-- Start Recorded information --

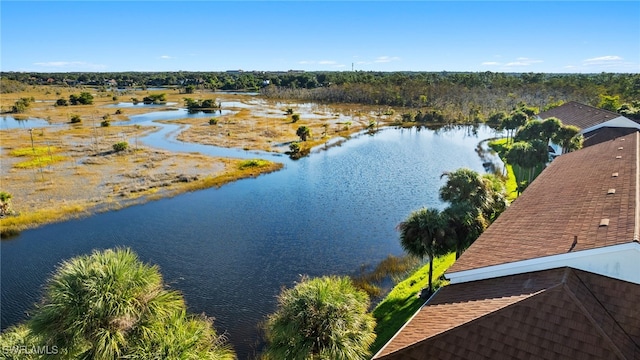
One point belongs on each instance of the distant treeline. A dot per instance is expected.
(456, 96)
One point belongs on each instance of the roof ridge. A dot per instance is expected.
(636, 230)
(471, 321)
(579, 303)
(517, 300)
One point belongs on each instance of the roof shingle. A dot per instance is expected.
(580, 115)
(569, 198)
(551, 314)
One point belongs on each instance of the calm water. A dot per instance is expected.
(9, 122)
(230, 250)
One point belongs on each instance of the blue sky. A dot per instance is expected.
(502, 36)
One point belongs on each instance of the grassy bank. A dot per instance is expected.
(234, 170)
(403, 301)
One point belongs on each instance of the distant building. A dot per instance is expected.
(556, 276)
(596, 125)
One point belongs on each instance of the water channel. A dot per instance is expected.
(231, 250)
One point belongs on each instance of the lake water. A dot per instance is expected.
(10, 122)
(231, 250)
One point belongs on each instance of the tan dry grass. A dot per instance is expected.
(89, 176)
(94, 178)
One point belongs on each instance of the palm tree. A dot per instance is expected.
(465, 186)
(107, 305)
(464, 224)
(423, 234)
(321, 318)
(568, 137)
(475, 201)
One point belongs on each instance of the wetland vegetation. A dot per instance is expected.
(94, 155)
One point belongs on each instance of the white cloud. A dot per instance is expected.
(385, 59)
(522, 61)
(79, 65)
(603, 59)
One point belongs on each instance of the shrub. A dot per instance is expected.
(321, 318)
(120, 146)
(253, 163)
(294, 147)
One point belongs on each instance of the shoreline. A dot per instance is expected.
(11, 226)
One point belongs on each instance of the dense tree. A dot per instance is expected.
(320, 318)
(568, 137)
(513, 122)
(423, 234)
(21, 105)
(84, 98)
(475, 201)
(110, 305)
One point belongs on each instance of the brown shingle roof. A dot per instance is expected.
(569, 198)
(580, 115)
(551, 314)
(605, 134)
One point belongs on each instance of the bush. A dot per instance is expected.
(120, 146)
(294, 147)
(321, 318)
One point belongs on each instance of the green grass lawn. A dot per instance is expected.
(402, 302)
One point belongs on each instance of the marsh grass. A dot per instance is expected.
(241, 172)
(253, 163)
(403, 301)
(12, 225)
(40, 161)
(35, 151)
(391, 269)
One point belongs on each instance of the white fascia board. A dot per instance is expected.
(620, 121)
(617, 261)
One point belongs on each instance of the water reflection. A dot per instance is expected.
(10, 122)
(230, 250)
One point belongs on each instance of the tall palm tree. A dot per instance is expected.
(423, 234)
(568, 137)
(320, 318)
(464, 224)
(106, 305)
(475, 201)
(465, 186)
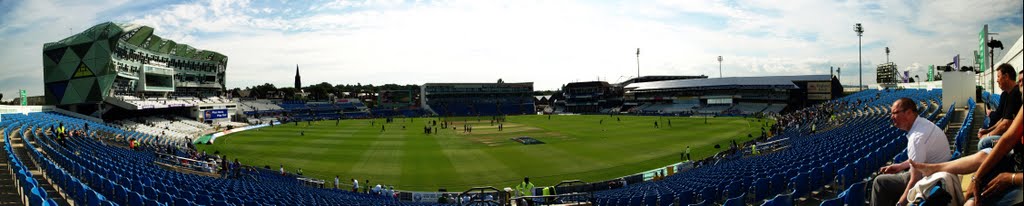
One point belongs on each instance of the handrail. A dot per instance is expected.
(475, 200)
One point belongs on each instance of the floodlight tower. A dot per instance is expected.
(887, 54)
(720, 67)
(860, 32)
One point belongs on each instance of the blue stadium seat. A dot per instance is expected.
(855, 195)
(737, 201)
(135, 199)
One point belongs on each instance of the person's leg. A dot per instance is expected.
(964, 165)
(888, 188)
(1012, 196)
(988, 141)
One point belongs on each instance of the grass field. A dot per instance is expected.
(576, 148)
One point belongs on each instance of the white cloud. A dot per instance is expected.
(547, 42)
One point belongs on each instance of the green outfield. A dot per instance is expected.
(576, 148)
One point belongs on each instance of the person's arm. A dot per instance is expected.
(914, 177)
(986, 131)
(1000, 126)
(895, 167)
(1003, 147)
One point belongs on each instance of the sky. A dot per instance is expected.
(549, 43)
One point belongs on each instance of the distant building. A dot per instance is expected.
(127, 67)
(478, 98)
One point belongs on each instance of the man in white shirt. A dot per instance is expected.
(926, 142)
(355, 186)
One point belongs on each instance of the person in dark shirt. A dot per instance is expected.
(1010, 103)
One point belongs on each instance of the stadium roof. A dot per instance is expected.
(138, 36)
(729, 82)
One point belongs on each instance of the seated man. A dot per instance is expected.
(1003, 186)
(926, 142)
(1010, 103)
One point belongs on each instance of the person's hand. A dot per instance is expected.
(1000, 182)
(972, 190)
(890, 169)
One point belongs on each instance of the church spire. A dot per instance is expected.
(298, 82)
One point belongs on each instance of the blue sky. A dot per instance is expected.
(546, 42)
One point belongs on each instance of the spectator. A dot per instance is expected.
(355, 186)
(1001, 172)
(926, 142)
(1010, 103)
(367, 190)
(688, 153)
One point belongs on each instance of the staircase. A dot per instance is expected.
(22, 153)
(8, 194)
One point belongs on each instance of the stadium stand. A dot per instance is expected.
(91, 172)
(176, 130)
(808, 168)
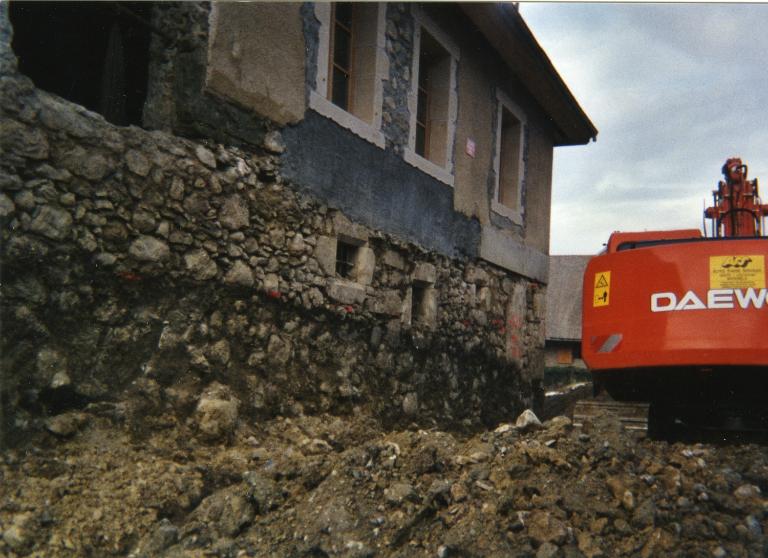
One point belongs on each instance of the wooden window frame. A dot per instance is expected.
(331, 62)
(516, 213)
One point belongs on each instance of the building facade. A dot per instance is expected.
(322, 206)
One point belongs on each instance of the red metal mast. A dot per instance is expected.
(737, 210)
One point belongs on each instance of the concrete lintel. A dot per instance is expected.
(499, 249)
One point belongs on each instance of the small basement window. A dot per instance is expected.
(418, 294)
(351, 66)
(432, 100)
(423, 303)
(346, 259)
(95, 54)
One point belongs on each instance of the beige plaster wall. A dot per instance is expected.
(254, 62)
(538, 194)
(475, 121)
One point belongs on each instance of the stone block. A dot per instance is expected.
(234, 213)
(476, 275)
(200, 265)
(425, 272)
(254, 62)
(393, 259)
(388, 302)
(149, 249)
(239, 274)
(345, 292)
(325, 254)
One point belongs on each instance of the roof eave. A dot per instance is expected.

-- End Recorded information --

Without the pictures, return the entries exactly as they appear.

One point belongs on each instance of the distant treeline. A dot per instance is expected.
(456, 96)
One point belongs on each instance of the roof ridge. A dot per instance is expected.
(636, 230)
(471, 321)
(579, 303)
(517, 300)
One point belongs on each instance of the roof shingle. A dot per instance is expected.
(580, 115)
(569, 198)
(551, 314)
One point belongs on each instance of the calm water. A dot per instance is expected.
(9, 122)
(230, 250)
One point belongs on each instance of the blue sky. A dot per instance is expected.
(502, 36)
One point belongs on each instance of the grassy bank. A dot per instance is expected.
(234, 170)
(403, 301)
One point belongs on each instance of the distant building. A dot per instance is expected.
(556, 276)
(596, 125)
One point belongs on each instance of the water channel. A dot per instance is expected.
(231, 250)
One point belongs on each instance of the lake water. A dot per instance is expected.
(10, 122)
(231, 250)
One point belongs on each instance of the tan dry grass. A dot per instance is expected.
(89, 176)
(94, 178)
One point belongs on each instance of the palm tree. A dot per instance is expected.
(465, 186)
(107, 305)
(464, 224)
(423, 234)
(321, 318)
(568, 137)
(475, 201)
One point belongs on each instance of the wetland vegetation. A dot per instance is expected.
(94, 155)
One point belongs on each instance of the white cloud. A dot per instance is expected.
(385, 59)
(522, 61)
(79, 65)
(603, 59)
One point belongs on each instance of the shrub. A dot per instance is expected.
(321, 318)
(120, 146)
(253, 163)
(294, 147)
One point belongs on each instance of the shoreline. A dot per instance is expected.
(11, 226)
One point belongs on each instance of the dense tree. A dot per instance is expected.
(320, 318)
(568, 137)
(513, 122)
(423, 234)
(21, 105)
(84, 98)
(475, 201)
(110, 305)
One point belongs on each instance of the brown shingle roof. A dot per instance is expected.
(569, 198)
(580, 115)
(551, 314)
(605, 134)
One point belongs on each instance of the bush. A dot per instance is expected.
(120, 146)
(294, 147)
(321, 318)
One point belongs on each instance of the green grass lawn. A dot per instance is expected.
(402, 302)
One point belongs on each instance of the marsh grass. A dot per instance is expected.
(241, 172)
(253, 163)
(403, 301)
(12, 225)
(40, 161)
(35, 151)
(391, 269)
One point belongs on each instance of the white fascia board. A dot per instance is expected.
(620, 121)
(617, 261)
One point belongs on each instance of the water reflection. A dot per instance is expected.
(10, 122)
(230, 250)
One point belongs on each instance of the tall palm tree. A dot per instance is expected.
(423, 234)
(568, 137)
(320, 318)
(464, 224)
(106, 305)
(475, 201)
(465, 186)
One point belongs on each instance of the handrail. A dot per instance is expected.
(475, 200)
One point belongs on each instance of the floodlight tower. A dot per instance is expected.
(887, 54)
(720, 67)
(860, 32)
One point belongs on each instance of the blue stadium seat. A dot per instance is expected.
(855, 195)
(737, 201)
(135, 199)
One point belongs on each instance of the person's leg. A dot per instance is expected.
(964, 165)
(888, 188)
(1012, 196)
(988, 141)
One point belongs on each instance of the grass field. A dot per instance is expected.
(576, 148)
One point belongs on each instance of the white cloud. A dot per instance is expected.
(547, 42)
One point belongs on each instance of the green outfield. A dot per instance is expected.
(576, 148)
One point belongs on each instance of the person's arm. A dot per instance is expected.
(914, 177)
(986, 131)
(1000, 126)
(895, 167)
(1003, 147)
One point belongs on each instance of the sky. A dot per instance is expected.
(549, 43)
One point belongs on each instance of the distant building. A dot per instance is expected.
(127, 67)
(478, 98)
One point belongs on each instance of the man in white shirt. A dot per instance is expected.
(926, 142)
(355, 186)
One point belongs on each instance of the person in dark shirt. A dot per instance is expected.
(1010, 103)
One point belongs on each instance of the stadium roof. A dot per instance is expected.
(138, 36)
(729, 82)
One point belongs on each instance of the seated man. A dot per instance is expected.
(1003, 186)
(926, 142)
(1010, 103)
One point belongs on each instance of the person's hand. A dot per instance is expected.
(1000, 182)
(972, 190)
(890, 169)
One point belongs on each instance of the church spire. A dot per instance is expected.
(298, 82)
One point belongs on each instance of the blue sky. A dot per instance is expected.
(546, 42)
One point belongs on each instance of the spectator. A dot per instance is expected.
(355, 186)
(1001, 172)
(926, 142)
(1010, 103)
(367, 190)
(688, 153)
One point belongs on each instance of the staircase. A dot per instance is expected.
(22, 153)
(8, 194)
One point belongs on each instance of the stadium stand. A dot per instance is expected.
(91, 172)
(176, 130)
(808, 168)
One point belongs on each instance of the wooden window frame. A dot per instance is expected.
(331, 62)
(516, 213)
One point belongs on each instance of the building facade. A dot per instance is expected.
(322, 206)
One point belongs on each instance of the red metal mast. A dot per instance is expected.
(737, 210)
One point belongs on each instance of the concrete lintel. A dot per instance is expected.
(499, 249)
One point belongs on each instance of the small basement window. A dot per instance is expected.
(418, 294)
(351, 66)
(432, 100)
(423, 303)
(346, 259)
(95, 54)
One point belongs on each instance of the beige plaster wall. A dot per instance is expected.
(254, 62)
(538, 194)
(475, 121)
One point belongs on each instance of the stone block. A dot per instance is expected.
(234, 213)
(476, 275)
(200, 265)
(425, 272)
(254, 62)
(393, 259)
(388, 302)
(149, 249)
(239, 274)
(345, 292)
(325, 254)
One point belongs on each instance of the roof eave. A dot per instance is expected.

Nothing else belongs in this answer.